**Selected excerpt**
☆ ☆ ☆ ☆

The stone is on the National Mall almost due south of the center of the White House and the midline of 16th Street, NW, about due west of the center of the United States Capitol building, almost due north of the center of the Jefferson Memorial and 391 ft WNW of the center of the Washington Monument.

The monument is a 2.25 × 2.25 ft, 3 ft tall granitic monolith with crossing longitudinal and latitudinal lines engraved on its upper surface and with a defaced inscription engraved on its west face that states:

POSITION OF JEFFERSON

PIER ERECTED DEC 18, 1804.

RECOVERED AND RE-ERECTED

DEC 2, 1889.

[fifth line chiseled out]

DISTRICT OF COLUMBIA

The chiseled-out fifth line reportedly once incorrectly stated: "BEING THE CENTRE POINT OF THE".

☆ ☆ ☆ ☆

(Extracted records)
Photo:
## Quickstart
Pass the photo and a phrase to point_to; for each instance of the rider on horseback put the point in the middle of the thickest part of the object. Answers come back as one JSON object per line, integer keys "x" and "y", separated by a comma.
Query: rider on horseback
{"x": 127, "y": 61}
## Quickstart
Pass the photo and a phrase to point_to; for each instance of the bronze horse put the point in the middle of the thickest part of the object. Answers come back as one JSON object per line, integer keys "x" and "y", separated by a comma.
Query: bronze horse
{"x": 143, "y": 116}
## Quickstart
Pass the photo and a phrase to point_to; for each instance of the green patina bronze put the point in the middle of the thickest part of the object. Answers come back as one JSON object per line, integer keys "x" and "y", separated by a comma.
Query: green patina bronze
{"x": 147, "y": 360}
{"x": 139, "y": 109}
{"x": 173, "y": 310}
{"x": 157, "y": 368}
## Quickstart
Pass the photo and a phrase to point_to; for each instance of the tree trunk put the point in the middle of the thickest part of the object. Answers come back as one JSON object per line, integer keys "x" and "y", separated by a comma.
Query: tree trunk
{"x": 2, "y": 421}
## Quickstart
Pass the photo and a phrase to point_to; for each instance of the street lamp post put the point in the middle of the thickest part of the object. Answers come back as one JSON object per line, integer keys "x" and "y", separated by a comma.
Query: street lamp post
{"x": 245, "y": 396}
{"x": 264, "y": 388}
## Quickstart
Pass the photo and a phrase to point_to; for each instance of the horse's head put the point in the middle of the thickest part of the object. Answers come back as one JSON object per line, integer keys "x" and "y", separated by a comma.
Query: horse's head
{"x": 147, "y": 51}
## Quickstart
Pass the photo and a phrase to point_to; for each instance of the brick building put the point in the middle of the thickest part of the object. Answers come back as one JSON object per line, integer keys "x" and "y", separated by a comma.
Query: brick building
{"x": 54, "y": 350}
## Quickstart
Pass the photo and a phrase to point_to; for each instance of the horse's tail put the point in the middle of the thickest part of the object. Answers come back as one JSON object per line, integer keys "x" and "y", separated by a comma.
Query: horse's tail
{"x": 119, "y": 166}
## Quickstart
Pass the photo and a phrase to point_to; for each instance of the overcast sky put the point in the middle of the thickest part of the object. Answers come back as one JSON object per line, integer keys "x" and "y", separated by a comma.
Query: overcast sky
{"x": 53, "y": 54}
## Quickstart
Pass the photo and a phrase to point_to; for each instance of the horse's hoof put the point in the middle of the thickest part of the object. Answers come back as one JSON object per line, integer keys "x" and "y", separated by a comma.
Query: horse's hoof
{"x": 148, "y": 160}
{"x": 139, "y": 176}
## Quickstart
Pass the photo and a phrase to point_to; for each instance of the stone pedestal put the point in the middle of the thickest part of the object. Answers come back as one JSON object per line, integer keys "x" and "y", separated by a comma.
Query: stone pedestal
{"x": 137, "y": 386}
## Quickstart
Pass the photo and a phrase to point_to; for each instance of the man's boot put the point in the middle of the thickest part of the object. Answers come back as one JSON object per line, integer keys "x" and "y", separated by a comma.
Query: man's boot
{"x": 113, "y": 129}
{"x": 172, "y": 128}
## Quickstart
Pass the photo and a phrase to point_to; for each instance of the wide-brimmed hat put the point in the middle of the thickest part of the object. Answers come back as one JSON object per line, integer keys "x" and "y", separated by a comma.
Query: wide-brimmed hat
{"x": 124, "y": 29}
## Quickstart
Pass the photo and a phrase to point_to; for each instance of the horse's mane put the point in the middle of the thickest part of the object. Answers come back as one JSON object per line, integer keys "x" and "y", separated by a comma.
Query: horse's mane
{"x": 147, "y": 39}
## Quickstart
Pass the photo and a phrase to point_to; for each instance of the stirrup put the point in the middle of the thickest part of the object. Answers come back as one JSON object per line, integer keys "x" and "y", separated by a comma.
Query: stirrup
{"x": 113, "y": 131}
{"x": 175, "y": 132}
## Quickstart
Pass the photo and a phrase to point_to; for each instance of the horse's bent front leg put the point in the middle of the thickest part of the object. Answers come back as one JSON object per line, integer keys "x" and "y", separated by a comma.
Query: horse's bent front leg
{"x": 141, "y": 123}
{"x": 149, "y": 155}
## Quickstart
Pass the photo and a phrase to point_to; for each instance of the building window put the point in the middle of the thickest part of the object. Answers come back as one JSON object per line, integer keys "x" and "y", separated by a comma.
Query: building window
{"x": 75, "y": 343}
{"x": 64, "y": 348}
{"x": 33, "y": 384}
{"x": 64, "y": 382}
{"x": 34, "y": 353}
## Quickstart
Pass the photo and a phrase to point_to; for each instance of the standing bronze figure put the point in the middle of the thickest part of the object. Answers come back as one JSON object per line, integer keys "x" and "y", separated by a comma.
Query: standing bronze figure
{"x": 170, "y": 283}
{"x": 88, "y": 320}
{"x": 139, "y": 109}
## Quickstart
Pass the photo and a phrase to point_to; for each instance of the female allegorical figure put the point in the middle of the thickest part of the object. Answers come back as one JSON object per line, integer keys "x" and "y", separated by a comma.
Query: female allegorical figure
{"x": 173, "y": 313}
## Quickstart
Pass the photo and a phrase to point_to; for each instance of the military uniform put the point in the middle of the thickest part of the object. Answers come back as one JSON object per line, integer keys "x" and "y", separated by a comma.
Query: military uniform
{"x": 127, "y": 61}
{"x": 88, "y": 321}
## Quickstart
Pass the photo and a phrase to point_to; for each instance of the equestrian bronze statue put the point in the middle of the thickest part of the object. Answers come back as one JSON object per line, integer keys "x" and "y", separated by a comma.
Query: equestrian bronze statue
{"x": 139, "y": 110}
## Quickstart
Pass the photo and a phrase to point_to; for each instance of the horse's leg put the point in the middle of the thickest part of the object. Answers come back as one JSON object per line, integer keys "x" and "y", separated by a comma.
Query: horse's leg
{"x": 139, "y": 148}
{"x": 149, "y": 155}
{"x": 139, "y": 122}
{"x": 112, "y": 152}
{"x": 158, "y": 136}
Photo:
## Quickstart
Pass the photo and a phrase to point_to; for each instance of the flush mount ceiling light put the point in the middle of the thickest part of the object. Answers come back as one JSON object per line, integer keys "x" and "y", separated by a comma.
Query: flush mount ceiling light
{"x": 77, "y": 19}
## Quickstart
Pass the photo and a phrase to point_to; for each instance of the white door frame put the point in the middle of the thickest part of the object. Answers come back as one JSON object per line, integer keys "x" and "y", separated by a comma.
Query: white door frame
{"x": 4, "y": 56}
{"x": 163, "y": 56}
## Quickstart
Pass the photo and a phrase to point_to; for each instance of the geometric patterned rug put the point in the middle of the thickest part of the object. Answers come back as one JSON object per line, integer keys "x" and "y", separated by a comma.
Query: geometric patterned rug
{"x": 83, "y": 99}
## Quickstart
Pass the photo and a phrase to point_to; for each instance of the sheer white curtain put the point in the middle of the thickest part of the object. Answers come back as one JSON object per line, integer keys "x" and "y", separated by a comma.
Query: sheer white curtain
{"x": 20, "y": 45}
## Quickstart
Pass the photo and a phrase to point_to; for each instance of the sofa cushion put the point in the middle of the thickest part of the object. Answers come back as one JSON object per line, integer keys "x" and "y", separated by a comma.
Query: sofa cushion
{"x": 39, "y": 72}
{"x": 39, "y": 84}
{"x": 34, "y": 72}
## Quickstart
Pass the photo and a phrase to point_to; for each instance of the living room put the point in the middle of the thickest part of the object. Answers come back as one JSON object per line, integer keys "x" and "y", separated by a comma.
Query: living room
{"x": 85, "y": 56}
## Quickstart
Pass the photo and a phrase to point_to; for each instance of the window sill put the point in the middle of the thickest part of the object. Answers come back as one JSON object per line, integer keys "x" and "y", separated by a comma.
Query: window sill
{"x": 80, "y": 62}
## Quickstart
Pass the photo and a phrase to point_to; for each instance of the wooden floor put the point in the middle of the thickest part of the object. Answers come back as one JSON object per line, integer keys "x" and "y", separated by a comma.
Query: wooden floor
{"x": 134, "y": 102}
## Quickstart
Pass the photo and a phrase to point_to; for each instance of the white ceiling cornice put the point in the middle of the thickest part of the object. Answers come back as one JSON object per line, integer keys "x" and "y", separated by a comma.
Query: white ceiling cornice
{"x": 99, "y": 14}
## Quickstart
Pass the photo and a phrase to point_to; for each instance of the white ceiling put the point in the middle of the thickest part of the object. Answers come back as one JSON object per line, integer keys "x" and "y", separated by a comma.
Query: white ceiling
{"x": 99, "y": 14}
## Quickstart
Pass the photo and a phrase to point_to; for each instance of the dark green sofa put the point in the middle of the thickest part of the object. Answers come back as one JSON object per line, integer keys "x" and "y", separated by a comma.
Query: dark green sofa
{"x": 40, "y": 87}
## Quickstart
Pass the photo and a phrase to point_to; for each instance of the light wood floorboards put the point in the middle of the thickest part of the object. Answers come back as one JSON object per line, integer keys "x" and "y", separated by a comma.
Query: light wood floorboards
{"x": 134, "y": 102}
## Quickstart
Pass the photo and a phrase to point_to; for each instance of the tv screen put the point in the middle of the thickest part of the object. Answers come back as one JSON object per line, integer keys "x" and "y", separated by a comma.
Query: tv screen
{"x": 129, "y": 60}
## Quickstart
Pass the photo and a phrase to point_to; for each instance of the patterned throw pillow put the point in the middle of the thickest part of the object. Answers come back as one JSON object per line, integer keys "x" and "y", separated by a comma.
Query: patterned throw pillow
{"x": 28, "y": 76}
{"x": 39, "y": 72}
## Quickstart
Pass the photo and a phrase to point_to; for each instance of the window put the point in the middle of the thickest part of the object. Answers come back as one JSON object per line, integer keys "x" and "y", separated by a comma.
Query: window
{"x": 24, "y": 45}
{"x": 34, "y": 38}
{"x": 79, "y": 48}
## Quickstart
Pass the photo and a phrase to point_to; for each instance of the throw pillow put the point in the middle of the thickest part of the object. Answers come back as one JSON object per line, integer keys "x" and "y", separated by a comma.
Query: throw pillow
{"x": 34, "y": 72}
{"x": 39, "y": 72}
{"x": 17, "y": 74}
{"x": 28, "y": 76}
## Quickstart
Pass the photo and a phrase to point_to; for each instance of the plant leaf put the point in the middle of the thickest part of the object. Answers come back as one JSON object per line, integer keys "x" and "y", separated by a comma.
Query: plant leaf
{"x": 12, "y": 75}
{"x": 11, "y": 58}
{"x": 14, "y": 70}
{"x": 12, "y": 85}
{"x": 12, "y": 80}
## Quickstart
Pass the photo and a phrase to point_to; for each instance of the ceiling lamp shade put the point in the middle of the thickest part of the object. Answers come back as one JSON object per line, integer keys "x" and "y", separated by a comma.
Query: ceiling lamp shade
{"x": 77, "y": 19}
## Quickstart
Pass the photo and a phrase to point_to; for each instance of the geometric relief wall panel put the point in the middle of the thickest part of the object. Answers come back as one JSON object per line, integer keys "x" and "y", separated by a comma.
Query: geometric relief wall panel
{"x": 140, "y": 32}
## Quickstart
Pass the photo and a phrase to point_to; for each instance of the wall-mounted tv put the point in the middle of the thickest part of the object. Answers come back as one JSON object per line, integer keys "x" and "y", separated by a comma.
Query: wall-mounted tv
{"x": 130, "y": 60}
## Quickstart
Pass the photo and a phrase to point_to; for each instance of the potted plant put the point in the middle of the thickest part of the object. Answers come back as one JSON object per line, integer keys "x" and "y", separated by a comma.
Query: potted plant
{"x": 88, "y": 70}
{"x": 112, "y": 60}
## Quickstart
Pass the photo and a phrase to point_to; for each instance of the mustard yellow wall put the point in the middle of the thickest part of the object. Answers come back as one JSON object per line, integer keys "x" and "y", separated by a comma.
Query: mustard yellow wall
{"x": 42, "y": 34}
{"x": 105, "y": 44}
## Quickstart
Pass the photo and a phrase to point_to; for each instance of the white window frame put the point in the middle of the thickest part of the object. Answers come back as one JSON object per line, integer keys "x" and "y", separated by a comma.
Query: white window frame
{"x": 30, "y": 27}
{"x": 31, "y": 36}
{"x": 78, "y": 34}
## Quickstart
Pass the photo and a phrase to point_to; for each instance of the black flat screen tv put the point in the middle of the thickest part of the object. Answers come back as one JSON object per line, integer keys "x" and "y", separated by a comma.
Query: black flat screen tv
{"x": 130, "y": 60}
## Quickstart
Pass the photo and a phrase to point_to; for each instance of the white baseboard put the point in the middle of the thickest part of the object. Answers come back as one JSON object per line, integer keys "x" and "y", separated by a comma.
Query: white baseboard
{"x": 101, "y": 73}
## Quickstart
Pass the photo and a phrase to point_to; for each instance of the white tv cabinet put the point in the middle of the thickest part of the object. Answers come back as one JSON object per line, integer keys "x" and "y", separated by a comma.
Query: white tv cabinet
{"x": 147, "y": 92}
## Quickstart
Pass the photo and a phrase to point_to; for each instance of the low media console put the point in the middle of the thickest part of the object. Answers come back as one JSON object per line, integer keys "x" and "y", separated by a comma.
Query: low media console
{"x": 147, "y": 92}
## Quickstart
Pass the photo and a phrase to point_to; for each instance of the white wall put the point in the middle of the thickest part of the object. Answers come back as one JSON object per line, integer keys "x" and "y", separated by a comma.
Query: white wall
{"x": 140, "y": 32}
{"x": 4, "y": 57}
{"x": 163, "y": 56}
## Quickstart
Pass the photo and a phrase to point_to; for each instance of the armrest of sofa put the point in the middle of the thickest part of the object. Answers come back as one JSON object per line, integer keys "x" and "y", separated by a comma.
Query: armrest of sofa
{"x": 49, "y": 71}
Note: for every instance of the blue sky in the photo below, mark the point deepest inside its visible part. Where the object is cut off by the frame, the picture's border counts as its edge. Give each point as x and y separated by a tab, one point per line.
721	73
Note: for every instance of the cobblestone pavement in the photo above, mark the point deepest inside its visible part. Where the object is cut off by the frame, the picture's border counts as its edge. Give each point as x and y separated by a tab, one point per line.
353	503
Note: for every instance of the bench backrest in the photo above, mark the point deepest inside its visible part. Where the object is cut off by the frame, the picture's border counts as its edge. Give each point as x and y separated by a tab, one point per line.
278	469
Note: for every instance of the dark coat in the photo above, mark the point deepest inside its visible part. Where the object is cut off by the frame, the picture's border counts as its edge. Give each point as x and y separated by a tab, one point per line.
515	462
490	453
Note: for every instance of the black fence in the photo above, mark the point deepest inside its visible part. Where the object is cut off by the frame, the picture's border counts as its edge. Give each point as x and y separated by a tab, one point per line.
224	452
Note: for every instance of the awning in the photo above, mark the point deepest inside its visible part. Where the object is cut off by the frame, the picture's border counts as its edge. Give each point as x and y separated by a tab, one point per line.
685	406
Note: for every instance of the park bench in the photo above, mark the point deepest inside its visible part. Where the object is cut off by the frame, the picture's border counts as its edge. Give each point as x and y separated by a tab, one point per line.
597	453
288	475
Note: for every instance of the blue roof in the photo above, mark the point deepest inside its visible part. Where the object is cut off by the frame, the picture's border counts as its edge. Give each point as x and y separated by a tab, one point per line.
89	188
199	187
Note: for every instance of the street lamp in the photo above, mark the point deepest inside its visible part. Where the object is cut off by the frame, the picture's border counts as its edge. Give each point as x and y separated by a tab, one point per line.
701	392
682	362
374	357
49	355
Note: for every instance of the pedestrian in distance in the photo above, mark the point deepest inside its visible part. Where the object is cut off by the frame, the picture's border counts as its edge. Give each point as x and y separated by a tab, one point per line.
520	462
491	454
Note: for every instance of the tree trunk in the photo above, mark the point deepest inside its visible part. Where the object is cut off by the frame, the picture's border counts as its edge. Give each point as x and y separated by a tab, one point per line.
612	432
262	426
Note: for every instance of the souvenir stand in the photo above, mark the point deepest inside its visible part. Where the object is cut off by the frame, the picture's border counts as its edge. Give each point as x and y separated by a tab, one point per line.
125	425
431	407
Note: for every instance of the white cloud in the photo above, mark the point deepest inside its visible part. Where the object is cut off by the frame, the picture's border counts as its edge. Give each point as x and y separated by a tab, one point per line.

☆ ☆ ☆ ☆

**Work request 1**
In the passage on the Jefferson Pier stone, turn the paragraph beginning "The stone is on the National Mall" into a short bulleted list of its location facts.
**Work request 2**
Extend the passage on the Jefferson Pier stone, picking up after its final sentence.
The records were taken from a separate source and are unrelated to the passage.

**Expected output 1**
- On the National Mall
- Almost due south of the center of the White House and the midline of 16th Street, NW
- About due west of the center of the United States Capitol building
- Almost due north of the center of the Jefferson Memorial
- 391 ft WNW of the center of the Washington Monument

**Expected output 2**
==Plan of Washington, D.C.==
According to a notation on Pierre (Peter) Charles L'Enfant's 1791 "Plan of the city intended for the permanent seat of the government of the United States ... " (see L'Enfant Plan), Andrew Ellicott measured a prime meridian (longitude 0°0') through the future site of the U.S. Capitol. (Shortly after L'Enfant prepared this plan, its subject received the name "City of Washington".) Thomas Jefferson, who at the time was serving as the United States Secretary of State, supervised Ellicott's and L'Enfant's activities during the initial planning of the nation's capital city. Jefferson hoped that the United States would become scientifically as well as politically independent from Europe. He therefore desired that the new nation's capital city should contain a new "first meridian".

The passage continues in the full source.